● **Required actions**:
#1 Say whether each statement, (a), (b) and (c), agrees with the letter about marching in sleet and snow. Answer yes or no for each, and quote the exact words from the letter that decide it.
(a) The writer marched about fifteen miles in sleet and snow.
(b) The nearest enemy force is about forty miles from Rockbridge.
(c) When the writer arrived, the cape of the writer's overcoat was covered in ice.
#2 Extend the letter about marching in sleet and snow, picking up right after its last sentence.

● **Article**:
——
Now, darling, just here the mail has come to hand, bringing your letter of the 15th inst. and the gratifying news that all are well at home. You say the sleet and snow were falling whilst you wrote, and you felt some anxiety lest I might be exposed to it. You were just about right. I left that morning at daybreak and marched in sleet and snow some fifteen miles to this place. When I got here the cape of my overcoat was a sheet of ice. If you have hard times, you may console yourself by knowing that I have hard times, too. I am amused with your fears of an inroad of the Yankees into Rockbridge. Their nearest force is about eighty miles from you, and if the roads in that section have not improved very much, they will have a hard road to travel. You all are easily scared. By the time you had been near the Yankees as long as I have, you would not be so easily frightened.
——
● **Data extract**:
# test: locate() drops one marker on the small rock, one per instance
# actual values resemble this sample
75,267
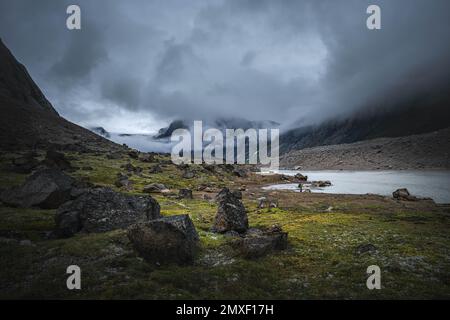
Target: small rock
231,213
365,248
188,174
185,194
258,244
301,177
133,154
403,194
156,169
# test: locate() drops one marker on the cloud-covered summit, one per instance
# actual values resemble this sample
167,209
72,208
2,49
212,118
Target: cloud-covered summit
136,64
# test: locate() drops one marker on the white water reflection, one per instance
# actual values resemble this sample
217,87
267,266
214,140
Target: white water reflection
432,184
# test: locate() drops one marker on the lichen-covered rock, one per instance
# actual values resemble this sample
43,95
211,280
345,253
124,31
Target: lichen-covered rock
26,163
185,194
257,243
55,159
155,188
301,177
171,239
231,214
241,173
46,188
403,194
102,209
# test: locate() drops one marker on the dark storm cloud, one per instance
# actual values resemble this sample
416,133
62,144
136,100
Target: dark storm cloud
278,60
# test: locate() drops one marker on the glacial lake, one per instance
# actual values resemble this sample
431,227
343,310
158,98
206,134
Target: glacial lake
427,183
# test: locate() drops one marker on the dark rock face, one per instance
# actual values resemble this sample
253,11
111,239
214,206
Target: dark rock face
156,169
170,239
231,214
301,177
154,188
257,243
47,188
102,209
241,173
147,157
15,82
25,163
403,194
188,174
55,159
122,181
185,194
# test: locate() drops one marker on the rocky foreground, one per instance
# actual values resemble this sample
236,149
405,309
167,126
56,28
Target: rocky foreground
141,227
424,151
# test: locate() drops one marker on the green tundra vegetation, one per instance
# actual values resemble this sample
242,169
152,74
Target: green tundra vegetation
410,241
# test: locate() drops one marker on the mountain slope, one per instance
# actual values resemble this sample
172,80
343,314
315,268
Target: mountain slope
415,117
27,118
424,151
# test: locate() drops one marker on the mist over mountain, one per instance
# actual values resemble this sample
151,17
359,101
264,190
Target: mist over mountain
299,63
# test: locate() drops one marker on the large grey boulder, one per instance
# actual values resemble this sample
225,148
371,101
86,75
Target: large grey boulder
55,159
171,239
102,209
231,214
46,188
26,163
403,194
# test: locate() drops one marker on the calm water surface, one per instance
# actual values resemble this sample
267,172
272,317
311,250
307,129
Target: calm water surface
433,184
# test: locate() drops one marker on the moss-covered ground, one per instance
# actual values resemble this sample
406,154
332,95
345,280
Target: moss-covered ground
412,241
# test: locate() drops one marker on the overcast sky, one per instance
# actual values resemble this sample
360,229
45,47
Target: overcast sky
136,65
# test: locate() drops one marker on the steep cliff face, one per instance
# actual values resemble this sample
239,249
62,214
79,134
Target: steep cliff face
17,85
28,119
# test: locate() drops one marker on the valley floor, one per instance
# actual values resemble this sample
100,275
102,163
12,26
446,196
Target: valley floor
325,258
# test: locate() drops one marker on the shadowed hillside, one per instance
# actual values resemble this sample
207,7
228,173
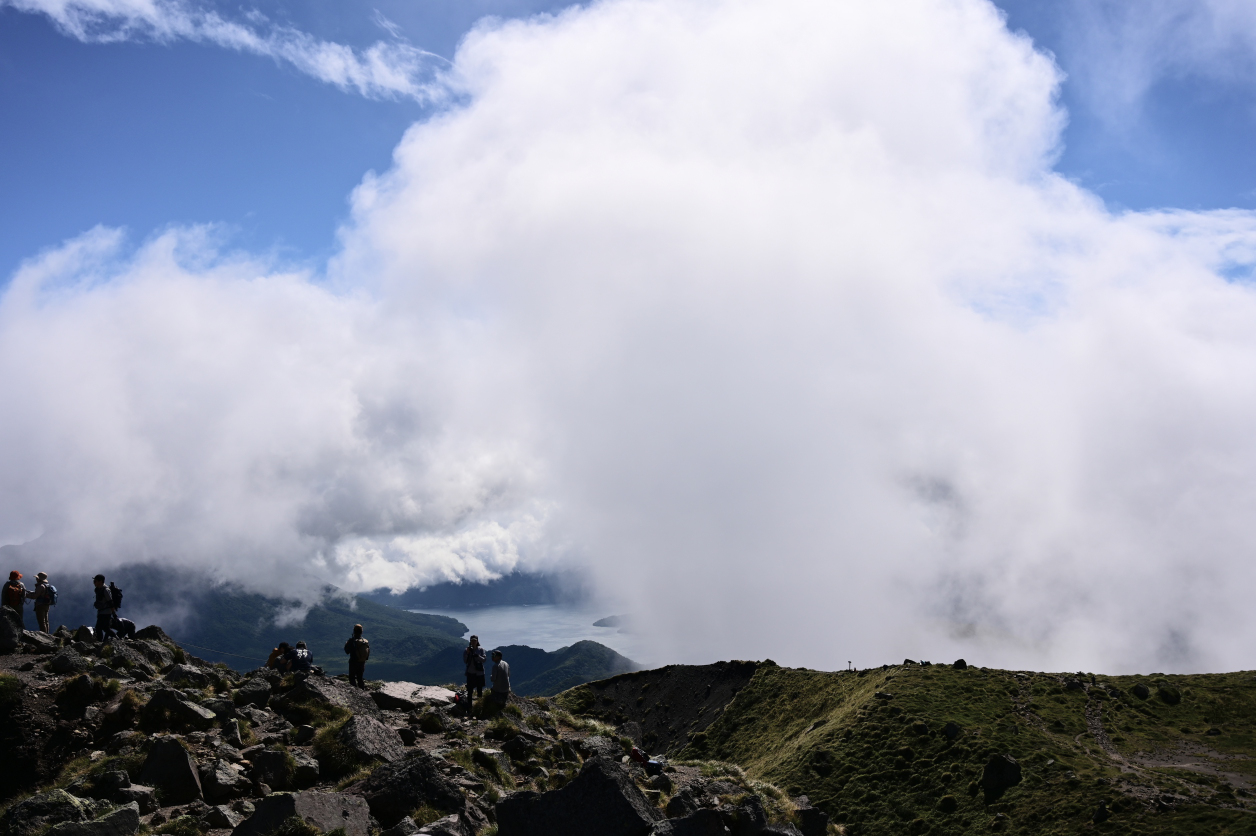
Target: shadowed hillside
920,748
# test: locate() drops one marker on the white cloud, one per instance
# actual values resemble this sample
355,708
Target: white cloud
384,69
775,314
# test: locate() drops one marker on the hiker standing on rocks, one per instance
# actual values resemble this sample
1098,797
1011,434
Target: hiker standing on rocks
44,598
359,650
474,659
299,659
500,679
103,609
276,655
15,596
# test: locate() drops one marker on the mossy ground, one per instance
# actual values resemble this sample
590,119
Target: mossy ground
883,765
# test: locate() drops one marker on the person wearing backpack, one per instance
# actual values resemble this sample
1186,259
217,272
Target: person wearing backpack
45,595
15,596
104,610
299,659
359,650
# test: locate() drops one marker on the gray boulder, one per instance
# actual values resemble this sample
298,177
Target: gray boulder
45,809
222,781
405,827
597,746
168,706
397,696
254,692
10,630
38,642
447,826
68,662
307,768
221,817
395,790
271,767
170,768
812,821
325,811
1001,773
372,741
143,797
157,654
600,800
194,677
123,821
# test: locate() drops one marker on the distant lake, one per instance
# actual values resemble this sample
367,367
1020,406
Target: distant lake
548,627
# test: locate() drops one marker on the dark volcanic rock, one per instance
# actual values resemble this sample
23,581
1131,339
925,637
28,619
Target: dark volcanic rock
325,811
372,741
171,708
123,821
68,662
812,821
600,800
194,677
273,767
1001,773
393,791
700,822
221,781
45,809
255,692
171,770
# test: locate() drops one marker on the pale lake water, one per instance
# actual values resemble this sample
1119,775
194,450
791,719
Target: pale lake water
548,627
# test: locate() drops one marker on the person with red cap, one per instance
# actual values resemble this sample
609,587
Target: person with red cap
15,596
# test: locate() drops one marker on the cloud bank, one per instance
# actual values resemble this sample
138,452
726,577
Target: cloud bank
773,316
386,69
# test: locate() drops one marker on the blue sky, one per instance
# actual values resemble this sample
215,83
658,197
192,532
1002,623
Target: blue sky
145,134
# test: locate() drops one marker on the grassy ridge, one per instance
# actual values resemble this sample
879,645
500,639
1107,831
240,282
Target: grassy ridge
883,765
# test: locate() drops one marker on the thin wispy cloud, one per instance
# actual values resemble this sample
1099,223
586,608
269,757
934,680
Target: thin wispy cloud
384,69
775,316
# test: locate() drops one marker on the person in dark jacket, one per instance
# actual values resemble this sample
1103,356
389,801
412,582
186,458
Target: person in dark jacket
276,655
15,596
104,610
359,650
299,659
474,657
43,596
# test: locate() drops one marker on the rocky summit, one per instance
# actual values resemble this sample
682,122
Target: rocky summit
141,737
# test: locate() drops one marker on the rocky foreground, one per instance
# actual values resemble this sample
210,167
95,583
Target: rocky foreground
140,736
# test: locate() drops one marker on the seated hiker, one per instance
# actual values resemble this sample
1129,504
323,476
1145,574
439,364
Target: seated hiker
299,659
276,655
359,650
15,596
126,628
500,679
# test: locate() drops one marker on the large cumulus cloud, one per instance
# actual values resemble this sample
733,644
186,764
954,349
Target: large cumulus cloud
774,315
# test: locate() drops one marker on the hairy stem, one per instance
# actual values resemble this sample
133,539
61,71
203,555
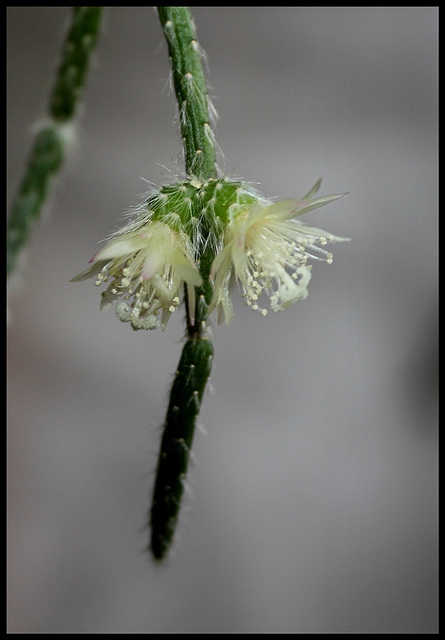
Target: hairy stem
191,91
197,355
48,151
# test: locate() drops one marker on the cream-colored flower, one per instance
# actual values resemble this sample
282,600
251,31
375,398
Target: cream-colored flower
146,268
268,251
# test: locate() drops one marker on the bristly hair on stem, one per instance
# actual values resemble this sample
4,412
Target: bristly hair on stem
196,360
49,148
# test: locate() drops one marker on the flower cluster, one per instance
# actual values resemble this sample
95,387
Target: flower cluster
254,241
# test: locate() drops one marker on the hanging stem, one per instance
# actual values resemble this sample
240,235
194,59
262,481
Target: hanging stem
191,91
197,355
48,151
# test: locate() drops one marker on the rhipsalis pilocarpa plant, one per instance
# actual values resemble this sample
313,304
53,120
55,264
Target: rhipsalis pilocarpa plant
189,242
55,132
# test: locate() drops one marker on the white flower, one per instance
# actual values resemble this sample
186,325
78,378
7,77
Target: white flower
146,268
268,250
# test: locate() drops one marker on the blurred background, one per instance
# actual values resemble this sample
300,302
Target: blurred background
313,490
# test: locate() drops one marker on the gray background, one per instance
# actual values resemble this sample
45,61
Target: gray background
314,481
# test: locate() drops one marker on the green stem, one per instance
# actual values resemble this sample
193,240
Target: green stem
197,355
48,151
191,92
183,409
——
● **Results for the exercise**:
#1
(a) Yes: "marched in sleet and snow some fifteen miles to this place"
(b) No: "Their nearest force is about eighty miles from you"
(c) Yes: "the cape of my overcoat was a sheet of ice"

#2
You must come to the conclusion which has forced itself upon me some time since. Bear the present in patience, and hope for the best. If it turns out bad, console ourselves with the reflection that it is no worse. We can see nothing of the future, and it is well for us we don’t. I have but little idea to-day where I will sleep to-night, or what shall be doing to-morrow. Our business is all uncertainties. I have been in great danger only once since I have been in the service, yet I suppose I have thought a hundred times that we were on the eve of a battle which might terminate my life. Now, after all, Love, I think it best to trouble myself little with fears of danger, and to find happiness in the hope that you and I and our dear children will one day live together again happily and in peace. It may be, dearest, this hope will never be realized, yet I will cherish it as my greatest source of happiness, to be abandoned only when my flowing blood and failing breath shall teach me that I have seen the last of earth. All may yet be well with us.